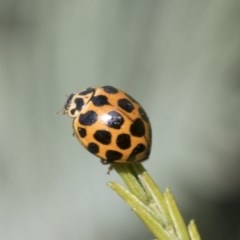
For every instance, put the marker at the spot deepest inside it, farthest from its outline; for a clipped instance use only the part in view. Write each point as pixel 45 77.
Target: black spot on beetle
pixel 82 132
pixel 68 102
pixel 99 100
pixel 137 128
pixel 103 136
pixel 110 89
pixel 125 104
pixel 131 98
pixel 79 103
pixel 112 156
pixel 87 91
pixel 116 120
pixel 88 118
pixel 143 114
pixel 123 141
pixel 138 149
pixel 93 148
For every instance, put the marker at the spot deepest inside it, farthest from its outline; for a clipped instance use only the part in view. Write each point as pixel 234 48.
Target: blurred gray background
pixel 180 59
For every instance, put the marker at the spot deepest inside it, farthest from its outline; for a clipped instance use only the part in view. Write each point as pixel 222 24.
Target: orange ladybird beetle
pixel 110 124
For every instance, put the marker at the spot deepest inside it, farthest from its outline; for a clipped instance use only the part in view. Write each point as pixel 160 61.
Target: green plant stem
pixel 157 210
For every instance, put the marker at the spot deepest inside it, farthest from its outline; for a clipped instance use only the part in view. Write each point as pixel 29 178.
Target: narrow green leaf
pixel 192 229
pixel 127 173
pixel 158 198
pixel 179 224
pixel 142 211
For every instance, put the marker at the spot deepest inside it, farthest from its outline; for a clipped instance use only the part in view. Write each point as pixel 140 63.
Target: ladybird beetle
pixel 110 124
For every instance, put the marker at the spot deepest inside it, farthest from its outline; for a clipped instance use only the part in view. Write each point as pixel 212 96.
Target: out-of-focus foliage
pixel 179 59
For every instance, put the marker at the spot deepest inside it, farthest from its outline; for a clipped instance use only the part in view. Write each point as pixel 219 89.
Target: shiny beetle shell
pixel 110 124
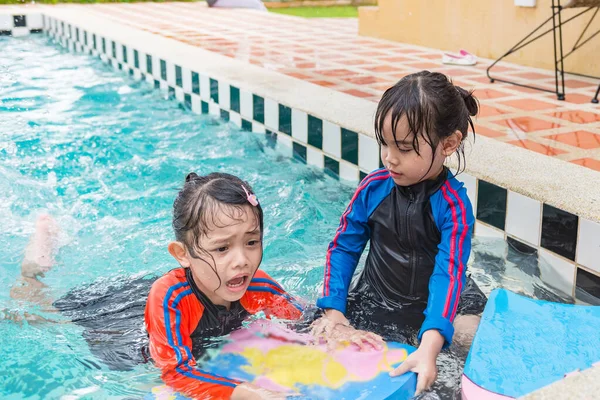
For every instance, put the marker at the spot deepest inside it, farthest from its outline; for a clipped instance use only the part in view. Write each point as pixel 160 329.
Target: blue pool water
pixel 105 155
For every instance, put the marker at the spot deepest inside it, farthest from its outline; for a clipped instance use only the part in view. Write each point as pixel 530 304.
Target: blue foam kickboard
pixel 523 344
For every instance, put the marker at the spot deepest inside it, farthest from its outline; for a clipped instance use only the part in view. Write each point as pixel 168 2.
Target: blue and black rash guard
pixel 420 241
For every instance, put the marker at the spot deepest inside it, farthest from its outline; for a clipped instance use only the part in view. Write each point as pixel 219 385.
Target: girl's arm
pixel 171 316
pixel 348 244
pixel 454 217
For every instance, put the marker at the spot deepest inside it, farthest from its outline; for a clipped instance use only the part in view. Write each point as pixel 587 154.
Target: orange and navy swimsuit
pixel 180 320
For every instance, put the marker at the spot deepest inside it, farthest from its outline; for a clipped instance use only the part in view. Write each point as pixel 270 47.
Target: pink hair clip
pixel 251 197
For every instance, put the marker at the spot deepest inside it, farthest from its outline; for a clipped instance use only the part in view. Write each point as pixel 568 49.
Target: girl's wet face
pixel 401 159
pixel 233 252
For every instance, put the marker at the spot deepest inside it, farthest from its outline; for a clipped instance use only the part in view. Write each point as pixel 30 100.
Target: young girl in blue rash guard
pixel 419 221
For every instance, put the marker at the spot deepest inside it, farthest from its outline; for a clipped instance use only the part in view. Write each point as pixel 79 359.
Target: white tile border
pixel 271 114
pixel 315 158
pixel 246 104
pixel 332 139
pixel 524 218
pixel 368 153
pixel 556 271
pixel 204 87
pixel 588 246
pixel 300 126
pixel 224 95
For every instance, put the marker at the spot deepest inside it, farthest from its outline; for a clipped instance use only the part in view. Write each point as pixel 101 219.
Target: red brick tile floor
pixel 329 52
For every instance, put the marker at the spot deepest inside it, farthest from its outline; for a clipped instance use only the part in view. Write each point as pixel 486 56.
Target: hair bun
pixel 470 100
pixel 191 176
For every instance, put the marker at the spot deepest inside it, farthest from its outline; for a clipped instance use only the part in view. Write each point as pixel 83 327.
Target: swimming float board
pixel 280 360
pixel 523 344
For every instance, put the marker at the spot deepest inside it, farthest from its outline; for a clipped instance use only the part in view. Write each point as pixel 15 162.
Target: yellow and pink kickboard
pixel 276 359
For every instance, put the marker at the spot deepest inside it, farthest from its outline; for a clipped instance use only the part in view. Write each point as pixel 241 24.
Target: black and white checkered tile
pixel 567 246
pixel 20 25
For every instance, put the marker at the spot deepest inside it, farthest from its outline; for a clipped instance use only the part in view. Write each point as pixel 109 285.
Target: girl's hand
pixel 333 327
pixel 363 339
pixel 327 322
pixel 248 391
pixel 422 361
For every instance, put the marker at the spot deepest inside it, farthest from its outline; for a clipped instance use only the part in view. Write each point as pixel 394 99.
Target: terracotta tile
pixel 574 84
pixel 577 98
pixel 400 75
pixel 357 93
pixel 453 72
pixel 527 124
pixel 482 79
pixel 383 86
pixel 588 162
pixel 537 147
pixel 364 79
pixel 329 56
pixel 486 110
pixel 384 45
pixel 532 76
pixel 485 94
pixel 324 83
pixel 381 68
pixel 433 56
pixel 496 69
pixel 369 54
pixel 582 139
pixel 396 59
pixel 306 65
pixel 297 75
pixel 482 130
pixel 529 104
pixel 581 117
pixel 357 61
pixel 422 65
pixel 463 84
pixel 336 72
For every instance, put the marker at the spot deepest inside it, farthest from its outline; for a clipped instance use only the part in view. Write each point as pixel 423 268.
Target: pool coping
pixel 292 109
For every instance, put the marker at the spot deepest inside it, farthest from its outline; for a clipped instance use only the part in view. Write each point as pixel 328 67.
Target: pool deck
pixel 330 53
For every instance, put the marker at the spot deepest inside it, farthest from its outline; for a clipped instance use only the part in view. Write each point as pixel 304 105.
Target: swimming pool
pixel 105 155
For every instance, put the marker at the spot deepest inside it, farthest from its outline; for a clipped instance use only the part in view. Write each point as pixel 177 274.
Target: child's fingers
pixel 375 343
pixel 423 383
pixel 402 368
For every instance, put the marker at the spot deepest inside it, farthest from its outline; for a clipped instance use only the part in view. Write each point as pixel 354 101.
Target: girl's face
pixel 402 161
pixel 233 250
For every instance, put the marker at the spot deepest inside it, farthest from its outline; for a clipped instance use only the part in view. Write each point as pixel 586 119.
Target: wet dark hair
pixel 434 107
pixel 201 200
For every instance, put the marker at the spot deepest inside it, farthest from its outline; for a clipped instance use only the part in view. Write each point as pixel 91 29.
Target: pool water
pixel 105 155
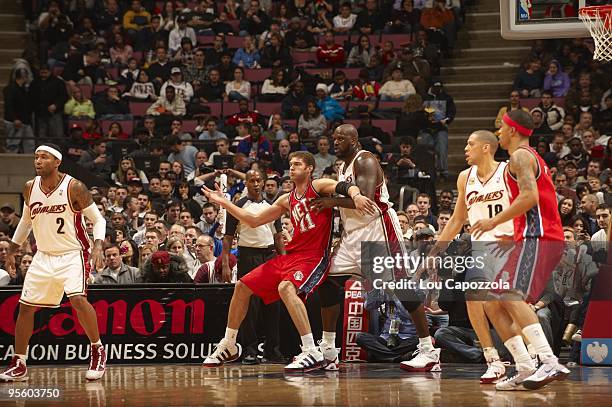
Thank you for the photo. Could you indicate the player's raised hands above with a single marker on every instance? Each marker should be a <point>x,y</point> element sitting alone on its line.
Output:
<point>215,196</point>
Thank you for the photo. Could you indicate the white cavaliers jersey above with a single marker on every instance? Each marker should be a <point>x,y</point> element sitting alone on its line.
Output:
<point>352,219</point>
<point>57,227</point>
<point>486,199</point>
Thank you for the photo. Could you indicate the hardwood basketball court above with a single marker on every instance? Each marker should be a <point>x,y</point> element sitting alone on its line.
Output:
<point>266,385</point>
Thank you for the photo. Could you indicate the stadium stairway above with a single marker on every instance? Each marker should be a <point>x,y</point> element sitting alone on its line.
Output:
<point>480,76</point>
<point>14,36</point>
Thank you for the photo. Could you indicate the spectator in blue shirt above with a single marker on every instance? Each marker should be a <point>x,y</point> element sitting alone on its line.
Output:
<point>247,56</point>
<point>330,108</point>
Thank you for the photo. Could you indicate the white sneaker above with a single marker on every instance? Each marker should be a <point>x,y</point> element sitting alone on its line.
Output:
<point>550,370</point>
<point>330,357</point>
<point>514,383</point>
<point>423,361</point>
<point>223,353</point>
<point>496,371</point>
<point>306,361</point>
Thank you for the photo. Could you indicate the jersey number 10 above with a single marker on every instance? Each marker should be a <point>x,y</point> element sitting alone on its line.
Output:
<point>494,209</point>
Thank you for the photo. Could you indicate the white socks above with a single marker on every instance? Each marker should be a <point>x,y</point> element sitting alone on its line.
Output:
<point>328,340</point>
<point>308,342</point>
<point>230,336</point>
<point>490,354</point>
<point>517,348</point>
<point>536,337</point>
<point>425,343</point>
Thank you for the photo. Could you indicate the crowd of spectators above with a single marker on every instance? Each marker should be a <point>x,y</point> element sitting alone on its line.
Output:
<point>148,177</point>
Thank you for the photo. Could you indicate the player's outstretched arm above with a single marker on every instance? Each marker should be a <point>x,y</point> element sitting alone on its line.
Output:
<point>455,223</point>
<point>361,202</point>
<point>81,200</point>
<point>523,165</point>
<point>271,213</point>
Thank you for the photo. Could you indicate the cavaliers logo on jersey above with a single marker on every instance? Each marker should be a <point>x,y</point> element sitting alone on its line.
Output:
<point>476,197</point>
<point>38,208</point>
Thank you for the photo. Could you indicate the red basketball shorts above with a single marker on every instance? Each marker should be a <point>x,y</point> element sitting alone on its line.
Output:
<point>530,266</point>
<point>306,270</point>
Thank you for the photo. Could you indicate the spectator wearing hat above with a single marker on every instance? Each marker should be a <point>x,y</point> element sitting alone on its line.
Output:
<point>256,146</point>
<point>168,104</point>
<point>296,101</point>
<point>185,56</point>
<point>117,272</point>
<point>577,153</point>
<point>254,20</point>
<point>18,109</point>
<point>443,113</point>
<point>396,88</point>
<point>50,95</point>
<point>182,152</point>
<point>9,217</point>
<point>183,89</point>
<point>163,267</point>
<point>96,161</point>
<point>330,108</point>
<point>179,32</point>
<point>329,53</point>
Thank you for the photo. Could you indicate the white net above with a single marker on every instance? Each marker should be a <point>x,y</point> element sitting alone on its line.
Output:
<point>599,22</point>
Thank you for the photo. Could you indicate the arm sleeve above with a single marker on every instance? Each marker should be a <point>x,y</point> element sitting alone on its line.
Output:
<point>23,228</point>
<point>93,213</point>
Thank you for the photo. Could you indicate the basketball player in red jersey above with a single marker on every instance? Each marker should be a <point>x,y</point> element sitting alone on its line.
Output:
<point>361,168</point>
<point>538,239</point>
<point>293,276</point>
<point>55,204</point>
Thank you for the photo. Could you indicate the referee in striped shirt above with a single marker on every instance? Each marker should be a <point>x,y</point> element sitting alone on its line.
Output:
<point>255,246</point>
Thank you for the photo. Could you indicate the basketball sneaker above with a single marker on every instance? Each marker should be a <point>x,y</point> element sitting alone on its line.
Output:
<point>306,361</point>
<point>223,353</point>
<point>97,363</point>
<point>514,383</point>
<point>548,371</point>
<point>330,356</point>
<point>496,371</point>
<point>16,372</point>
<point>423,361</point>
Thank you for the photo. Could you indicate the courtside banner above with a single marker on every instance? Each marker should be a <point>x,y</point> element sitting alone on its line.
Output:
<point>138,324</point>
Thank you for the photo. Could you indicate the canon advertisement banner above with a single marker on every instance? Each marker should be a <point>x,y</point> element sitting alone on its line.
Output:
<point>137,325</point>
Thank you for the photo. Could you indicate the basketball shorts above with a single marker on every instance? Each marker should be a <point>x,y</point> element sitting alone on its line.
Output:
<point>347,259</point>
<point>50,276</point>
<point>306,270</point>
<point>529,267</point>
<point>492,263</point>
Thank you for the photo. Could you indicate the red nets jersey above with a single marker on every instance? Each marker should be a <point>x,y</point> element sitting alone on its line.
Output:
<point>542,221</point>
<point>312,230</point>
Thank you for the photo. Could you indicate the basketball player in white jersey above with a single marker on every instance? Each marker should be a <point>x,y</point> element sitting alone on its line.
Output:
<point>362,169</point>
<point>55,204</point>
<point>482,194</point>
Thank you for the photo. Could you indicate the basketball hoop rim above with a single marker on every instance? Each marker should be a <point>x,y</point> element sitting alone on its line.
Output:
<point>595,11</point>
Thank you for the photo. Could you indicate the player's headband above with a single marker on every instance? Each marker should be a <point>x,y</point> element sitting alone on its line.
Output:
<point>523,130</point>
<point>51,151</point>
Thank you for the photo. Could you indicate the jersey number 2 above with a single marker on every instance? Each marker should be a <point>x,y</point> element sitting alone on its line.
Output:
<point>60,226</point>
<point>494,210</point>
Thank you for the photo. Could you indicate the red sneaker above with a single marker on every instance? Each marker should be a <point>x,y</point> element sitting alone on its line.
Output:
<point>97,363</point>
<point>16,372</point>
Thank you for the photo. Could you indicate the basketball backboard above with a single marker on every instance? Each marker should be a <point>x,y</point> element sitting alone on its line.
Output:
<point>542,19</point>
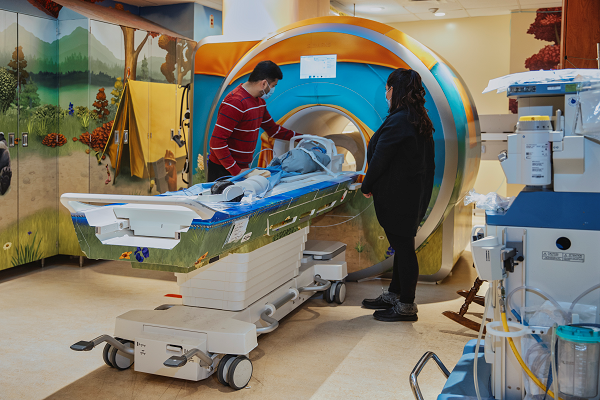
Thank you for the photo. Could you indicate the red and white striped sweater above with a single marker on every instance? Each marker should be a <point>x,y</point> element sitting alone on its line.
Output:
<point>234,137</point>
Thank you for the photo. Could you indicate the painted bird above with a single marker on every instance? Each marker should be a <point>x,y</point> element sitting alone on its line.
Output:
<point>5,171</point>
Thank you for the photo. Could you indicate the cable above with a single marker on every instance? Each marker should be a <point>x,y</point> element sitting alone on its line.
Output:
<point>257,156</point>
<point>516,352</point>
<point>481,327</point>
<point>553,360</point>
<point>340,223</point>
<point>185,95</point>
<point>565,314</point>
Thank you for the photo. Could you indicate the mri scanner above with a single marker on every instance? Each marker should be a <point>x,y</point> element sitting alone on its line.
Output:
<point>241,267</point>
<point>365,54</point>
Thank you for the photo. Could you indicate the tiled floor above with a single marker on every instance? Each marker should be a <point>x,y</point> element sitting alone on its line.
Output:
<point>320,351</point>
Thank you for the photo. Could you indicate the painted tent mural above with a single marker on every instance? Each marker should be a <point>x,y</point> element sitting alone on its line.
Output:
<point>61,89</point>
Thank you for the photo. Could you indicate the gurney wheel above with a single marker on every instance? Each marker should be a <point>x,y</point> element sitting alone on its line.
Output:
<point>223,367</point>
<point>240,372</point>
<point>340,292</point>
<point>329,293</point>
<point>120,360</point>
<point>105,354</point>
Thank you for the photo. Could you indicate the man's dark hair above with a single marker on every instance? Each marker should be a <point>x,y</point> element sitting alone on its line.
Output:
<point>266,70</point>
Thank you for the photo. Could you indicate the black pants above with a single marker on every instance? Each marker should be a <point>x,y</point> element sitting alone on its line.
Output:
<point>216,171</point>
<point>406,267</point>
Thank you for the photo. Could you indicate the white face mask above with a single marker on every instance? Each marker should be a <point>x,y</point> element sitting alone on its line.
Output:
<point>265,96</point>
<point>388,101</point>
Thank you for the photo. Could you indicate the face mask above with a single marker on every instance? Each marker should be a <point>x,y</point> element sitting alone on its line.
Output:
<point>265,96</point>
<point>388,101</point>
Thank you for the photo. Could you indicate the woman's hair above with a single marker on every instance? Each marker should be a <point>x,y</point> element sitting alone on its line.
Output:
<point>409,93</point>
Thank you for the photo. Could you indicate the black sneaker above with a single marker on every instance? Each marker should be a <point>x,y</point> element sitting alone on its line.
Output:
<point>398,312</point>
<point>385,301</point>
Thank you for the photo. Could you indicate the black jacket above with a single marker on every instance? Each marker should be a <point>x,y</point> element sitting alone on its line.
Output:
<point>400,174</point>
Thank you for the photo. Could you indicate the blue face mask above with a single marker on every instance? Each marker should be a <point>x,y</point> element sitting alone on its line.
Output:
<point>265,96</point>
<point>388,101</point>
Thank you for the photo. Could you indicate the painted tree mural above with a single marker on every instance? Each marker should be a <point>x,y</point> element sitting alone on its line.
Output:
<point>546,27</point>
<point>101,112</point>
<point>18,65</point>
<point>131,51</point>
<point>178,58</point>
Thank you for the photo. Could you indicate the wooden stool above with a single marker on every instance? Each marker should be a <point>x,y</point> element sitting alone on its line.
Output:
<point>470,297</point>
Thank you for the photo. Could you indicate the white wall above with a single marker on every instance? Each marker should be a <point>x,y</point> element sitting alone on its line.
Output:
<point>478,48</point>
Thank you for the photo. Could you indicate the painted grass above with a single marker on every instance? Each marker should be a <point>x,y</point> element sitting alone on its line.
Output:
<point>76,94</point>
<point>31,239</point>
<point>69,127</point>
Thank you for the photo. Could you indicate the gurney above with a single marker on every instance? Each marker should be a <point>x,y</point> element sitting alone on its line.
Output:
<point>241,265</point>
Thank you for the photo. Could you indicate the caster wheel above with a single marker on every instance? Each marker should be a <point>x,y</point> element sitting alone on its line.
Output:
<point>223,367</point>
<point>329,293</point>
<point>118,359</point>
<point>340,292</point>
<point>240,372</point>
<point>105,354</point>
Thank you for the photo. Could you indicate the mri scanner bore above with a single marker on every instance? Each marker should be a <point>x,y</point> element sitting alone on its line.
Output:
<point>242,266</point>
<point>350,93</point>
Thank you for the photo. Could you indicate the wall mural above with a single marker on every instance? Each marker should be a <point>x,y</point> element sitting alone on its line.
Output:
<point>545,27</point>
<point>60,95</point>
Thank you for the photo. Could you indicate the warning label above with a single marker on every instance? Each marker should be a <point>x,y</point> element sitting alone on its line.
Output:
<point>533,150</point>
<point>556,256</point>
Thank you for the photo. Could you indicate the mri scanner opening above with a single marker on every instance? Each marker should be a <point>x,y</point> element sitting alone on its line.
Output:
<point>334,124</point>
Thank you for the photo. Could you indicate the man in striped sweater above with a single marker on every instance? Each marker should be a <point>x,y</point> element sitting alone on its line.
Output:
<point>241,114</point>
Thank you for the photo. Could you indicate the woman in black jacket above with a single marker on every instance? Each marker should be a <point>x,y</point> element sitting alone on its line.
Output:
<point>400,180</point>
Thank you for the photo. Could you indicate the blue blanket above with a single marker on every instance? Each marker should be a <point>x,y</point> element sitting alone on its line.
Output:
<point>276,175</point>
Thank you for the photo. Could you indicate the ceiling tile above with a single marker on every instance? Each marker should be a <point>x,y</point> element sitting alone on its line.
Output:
● ● ●
■ Problem to solve:
Rewrite the records from the line with "Thank you for the photo. Could you indicate the woman in" through the end of the records, swapping "blue blanket" for "red blanket" and keeping everything else the same.

■ Answer below:
Thank you for the photo. Could you indicate the woman in black jacket above with a single marker on every instance? Each marker should be a <point>x,y</point> element sitting alone on its line.
Output:
<point>400,180</point>
Thank you for the photo. Could you indicate the red blanket above with a single marker on every instance? Each marker should be a <point>x,y</point> element sitting alone on its line.
Output:
<point>276,175</point>
Thank you for the photo. Could you indicate the ceiling tile above with a single marker on every instance? Each marker should be a <point>x,y</point> element sitting alone on its line.
Output:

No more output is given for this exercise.